Items from a data source:
===

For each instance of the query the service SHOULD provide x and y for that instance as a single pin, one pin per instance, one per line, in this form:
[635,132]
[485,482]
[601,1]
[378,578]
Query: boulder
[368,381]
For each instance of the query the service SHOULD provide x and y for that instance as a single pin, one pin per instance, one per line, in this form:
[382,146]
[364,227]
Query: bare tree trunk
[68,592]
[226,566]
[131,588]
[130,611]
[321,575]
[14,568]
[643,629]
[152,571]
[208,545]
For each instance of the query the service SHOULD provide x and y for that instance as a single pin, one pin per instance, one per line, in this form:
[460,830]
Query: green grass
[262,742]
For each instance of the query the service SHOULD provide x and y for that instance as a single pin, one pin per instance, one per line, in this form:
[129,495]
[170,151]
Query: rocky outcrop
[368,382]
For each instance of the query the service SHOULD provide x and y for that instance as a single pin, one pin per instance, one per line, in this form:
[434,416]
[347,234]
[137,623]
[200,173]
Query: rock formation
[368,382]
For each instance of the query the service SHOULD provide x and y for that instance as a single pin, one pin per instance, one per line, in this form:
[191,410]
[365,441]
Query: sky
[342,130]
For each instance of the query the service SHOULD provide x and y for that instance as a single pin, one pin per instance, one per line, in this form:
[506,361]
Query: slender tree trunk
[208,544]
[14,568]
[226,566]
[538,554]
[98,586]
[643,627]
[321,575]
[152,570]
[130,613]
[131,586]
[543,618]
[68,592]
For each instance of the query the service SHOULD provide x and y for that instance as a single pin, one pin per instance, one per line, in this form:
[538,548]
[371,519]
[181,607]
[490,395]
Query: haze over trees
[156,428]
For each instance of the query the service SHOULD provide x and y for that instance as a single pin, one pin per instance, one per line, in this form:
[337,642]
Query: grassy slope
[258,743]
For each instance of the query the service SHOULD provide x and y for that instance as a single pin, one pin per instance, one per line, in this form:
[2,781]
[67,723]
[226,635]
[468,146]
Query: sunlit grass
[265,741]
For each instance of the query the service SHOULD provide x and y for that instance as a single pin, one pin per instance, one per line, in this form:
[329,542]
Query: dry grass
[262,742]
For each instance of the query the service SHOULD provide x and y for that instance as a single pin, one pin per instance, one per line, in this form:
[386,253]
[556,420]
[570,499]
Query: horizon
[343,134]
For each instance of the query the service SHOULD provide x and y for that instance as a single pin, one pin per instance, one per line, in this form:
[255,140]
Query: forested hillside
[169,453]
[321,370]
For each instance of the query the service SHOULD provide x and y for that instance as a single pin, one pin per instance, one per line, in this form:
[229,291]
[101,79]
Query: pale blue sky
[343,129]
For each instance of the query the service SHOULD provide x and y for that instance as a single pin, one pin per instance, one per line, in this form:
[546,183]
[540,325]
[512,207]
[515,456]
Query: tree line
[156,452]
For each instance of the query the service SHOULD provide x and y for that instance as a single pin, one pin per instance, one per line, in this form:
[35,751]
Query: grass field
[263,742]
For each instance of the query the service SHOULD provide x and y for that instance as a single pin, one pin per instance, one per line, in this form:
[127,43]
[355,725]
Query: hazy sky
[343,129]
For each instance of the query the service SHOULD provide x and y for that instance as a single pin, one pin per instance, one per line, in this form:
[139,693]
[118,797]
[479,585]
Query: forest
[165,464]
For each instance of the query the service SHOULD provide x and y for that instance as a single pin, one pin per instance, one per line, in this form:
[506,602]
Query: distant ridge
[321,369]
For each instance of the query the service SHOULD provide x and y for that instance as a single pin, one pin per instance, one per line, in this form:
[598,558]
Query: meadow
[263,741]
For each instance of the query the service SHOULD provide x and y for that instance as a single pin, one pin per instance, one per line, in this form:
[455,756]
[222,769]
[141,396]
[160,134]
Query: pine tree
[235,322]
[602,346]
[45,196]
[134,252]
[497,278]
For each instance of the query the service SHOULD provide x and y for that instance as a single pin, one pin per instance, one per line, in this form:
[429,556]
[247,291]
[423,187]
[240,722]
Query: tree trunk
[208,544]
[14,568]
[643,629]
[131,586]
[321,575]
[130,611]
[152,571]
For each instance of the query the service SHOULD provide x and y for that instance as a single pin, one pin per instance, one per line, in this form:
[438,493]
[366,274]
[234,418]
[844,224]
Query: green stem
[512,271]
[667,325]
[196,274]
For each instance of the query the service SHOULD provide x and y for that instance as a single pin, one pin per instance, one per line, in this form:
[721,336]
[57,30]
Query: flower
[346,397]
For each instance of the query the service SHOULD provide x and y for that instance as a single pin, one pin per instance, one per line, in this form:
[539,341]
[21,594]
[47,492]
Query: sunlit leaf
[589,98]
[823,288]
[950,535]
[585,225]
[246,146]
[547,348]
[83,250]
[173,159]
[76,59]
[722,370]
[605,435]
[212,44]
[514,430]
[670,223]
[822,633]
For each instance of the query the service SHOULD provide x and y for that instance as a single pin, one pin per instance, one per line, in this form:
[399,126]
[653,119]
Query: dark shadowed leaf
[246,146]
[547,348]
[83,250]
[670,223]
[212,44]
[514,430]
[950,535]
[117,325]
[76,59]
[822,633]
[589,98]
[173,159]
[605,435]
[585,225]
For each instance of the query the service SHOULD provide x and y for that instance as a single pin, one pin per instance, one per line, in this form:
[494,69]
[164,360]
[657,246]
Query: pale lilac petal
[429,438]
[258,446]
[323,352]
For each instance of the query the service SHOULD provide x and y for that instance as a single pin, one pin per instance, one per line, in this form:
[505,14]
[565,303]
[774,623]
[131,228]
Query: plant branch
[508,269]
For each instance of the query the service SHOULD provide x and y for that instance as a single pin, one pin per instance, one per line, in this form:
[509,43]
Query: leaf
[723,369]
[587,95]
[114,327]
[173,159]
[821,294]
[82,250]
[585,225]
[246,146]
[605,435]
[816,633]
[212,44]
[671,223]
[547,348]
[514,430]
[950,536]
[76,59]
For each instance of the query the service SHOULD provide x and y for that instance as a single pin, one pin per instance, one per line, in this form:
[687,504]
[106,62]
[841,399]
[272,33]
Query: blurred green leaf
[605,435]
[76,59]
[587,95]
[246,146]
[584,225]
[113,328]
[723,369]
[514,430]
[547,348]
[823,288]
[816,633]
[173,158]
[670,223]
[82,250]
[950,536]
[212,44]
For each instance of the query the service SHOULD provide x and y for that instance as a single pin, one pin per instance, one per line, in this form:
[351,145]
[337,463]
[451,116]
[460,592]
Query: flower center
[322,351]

===

What you should do:
Copy every line of the material, please, keeping it exactly the same.

Final answer:
For each instance of the query the service SHOULD provide x and y for that instance as a single pin, one pin per instance, one per line, in this form:
[635,132]
[485,482]
[601,1]
[378,578]
Query: boulder
[368,381]
For each instance of the query the service SHOULD provide x and y for that instance as a single pin, one pin per instance, one per line, in this form:
[382,146]
[364,227]
Query: bare tree trunk
[68,592]
[226,566]
[131,588]
[130,611]
[321,575]
[14,568]
[643,629]
[152,571]
[208,545]
For each instance of the query the service SHOULD provide x and y for that instance as a single pin, one pin per instance, one per line, in this form:
[460,830]
Query: green grass
[262,742]
For each instance of the query the service SHOULD provide x and y for that instance as a single pin, one pin per instance, one per line, in this form:
[129,495]
[170,151]
Query: rocky outcrop
[368,382]
For each instance of the query the service SHOULD provide x and y for that instance as a single pin, one pin per instance, one per line, in this form:
[434,416]
[347,234]
[137,623]
[200,173]
Query: rock formation
[368,382]
For each instance of the query the service SHOULD provide x and y for that instance as a single pin, one pin per instance, one per line, in this form:
[191,410]
[365,441]
Query: sky
[342,130]
For each instance of the query the service SHOULD provide x and y for that instance as a single pin, one pin per instance, one per line, in this form:
[506,361]
Query: slender tree trunk
[208,544]
[14,568]
[226,566]
[538,554]
[98,586]
[643,627]
[321,575]
[152,570]
[130,613]
[131,586]
[543,618]
[68,592]
For each instance of the query the service SHOULD provide x and y for that instance as a single pin, one pin per instance, one per line, in this form:
[538,548]
[371,519]
[181,607]
[490,395]
Query: haze over trees
[156,428]
For each instance of the query the service SHOULD provide x and y for that instance as a single pin, one pin per instance, one per line, in this form:
[337,642]
Query: grassy slope
[258,743]
For each instance of the query the service SHOULD provide x and y for that instance as a single pin, one pin per instance, one per line, in this form:
[2,781]
[67,723]
[226,635]
[468,146]
Query: sunlit grass
[265,741]
For each instance of the query the service SHOULD provide x and y for that instance as a single pin, one pin per instance, one per line, in this form:
[329,542]
Query: dry grass
[262,742]
For each instance of the query the service SHOULD provide x and y for that instance as a single pin, one pin per instance, one per line, in this form:
[386,253]
[556,420]
[570,499]
Query: horizon
[343,134]
For each instance of the query the service SHOULD provide x and y for that instance as a single pin, one pin per instance, one per line, in this form:
[255,140]
Query: forested hillside
[169,453]
[321,370]
For each instance of the query the service SHOULD provide x and y for that instance as a single pin, one pin per instance, one per line, in this form:
[229,291]
[101,79]
Query: pale blue sky
[343,129]
For each instance of the query the service SHOULD provide x and y for that instance as a single pin, one pin per instance, one per line, in this form:
[546,183]
[540,325]
[512,207]
[515,456]
Query: tree line
[156,452]
For each instance of the query the service SHOULD provide x and y for that instance as a single pin, one pin per instance, one per line, in this form:
[35,751]
Query: grass field
[263,742]
For each instance of the query the service SHOULD provide x and y for that instance as a single pin, one pin per instance, one per line, in this form:
[127,43]
[355,725]
Query: hazy sky
[343,129]
For each instance of the query the service SHOULD provide x and y for that instance as a single pin, one pin per instance, one per line, in this form:
[139,693]
[118,797]
[479,585]
Query: forest
[165,464]
For each instance of the query the service SHOULD provide x and y for that instance as a single pin, one pin per instance, one per line, in this form:
[506,602]
Query: distant ridge
[321,369]
For each instance of the query the service SHOULD provide x and y for that instance as a single pin, one pin per instance, one per line, in this form:
[598,558]
Query: meadow
[263,741]
For each instance of the query the service SHOULD provide x and y for that instance as a single pin, one pin per instance, one per line, in this form:
[455,756]
[222,769]
[141,396]
[160,134]
Query: pine tree
[235,322]
[602,346]
[45,196]
[134,252]
[497,278]
For each instance of the query the service SHOULD provide x and y for that instance as a single pin, one pin per instance, one per line, in this form:
[429,556]
[247,291]
[423,187]
[240,722]
Query: tree trunk
[208,544]
[14,568]
[643,629]
[131,586]
[321,575]
[130,611]
[152,571]
For each instance of the query the service SHOULD provide x and y for that instance as a single pin, one pin per instance, one per line, in this form:
[438,493]
[366,274]
[234,418]
[844,224]
Query: green stem
[512,271]
[667,325]
[196,274]
For each instance of the query the service SHOULD provide x and y for that instance as a single pin, one pin per instance, one per line, in this form:
[721,336]
[57,30]
Query: flower
[346,397]
For each instance of the query the service SHOULD provide x and y for that instance as a single pin, one pin per instance, one per line, in this form:
[539,341]
[21,594]
[47,492]
Query: sunlit leaf
[589,98]
[823,288]
[950,535]
[585,225]
[246,146]
[547,348]
[83,250]
[173,159]
[76,59]
[722,370]
[605,435]
[212,44]
[514,430]
[670,223]
[822,633]
For each instance of the query the service SHOULD provide x and y for that instance as a single pin, one pin per instance, one per line, in this form:
[399,126]
[653,119]
Query: dark shadowed leaf
[246,146]
[547,348]
[83,250]
[670,223]
[212,44]
[514,430]
[950,535]
[117,325]
[76,59]
[822,633]
[589,98]
[173,159]
[605,435]
[585,225]
For each instance of the query the service SHOULD provide x and y for that instance as a single pin, one pin per instance, one per line, in this form:
[494,69]
[164,360]
[657,246]
Query: pale lilac petal
[429,438]
[258,446]
[323,352]
For each instance of the query the service SHOULD provide x and y for that instance as a single pin, one pin per instance, one per line, in this form:
[505,14]
[565,303]
[774,623]
[131,228]
Query: plant branch
[508,269]
For each instance of the query the service SHOULD provide x and y for that instance as a single pin, one pin per instance, one per line, in this form:
[509,43]
Query: leaf
[723,369]
[587,95]
[114,327]
[173,159]
[821,294]
[82,250]
[585,225]
[246,146]
[605,435]
[816,633]
[212,44]
[671,223]
[547,348]
[514,430]
[950,536]
[76,59]
For each instance of the query the service SHOULD provide x and y for that instance as a single pin, one pin per instance, one per line, in this form:
[687,504]
[106,62]
[841,399]
[272,33]
Query: blurred green leaf
[605,435]
[76,59]
[587,95]
[246,146]
[584,225]
[113,328]
[723,369]
[514,430]
[547,348]
[823,288]
[816,633]
[173,158]
[670,223]
[82,250]
[950,536]
[212,44]
For each instance of the query the service SHOULD provide x and y for that instance as a single pin, one pin per instance, one per line, in this form:
[351,145]
[337,463]
[451,116]
[460,592]
Query: flower center
[322,351]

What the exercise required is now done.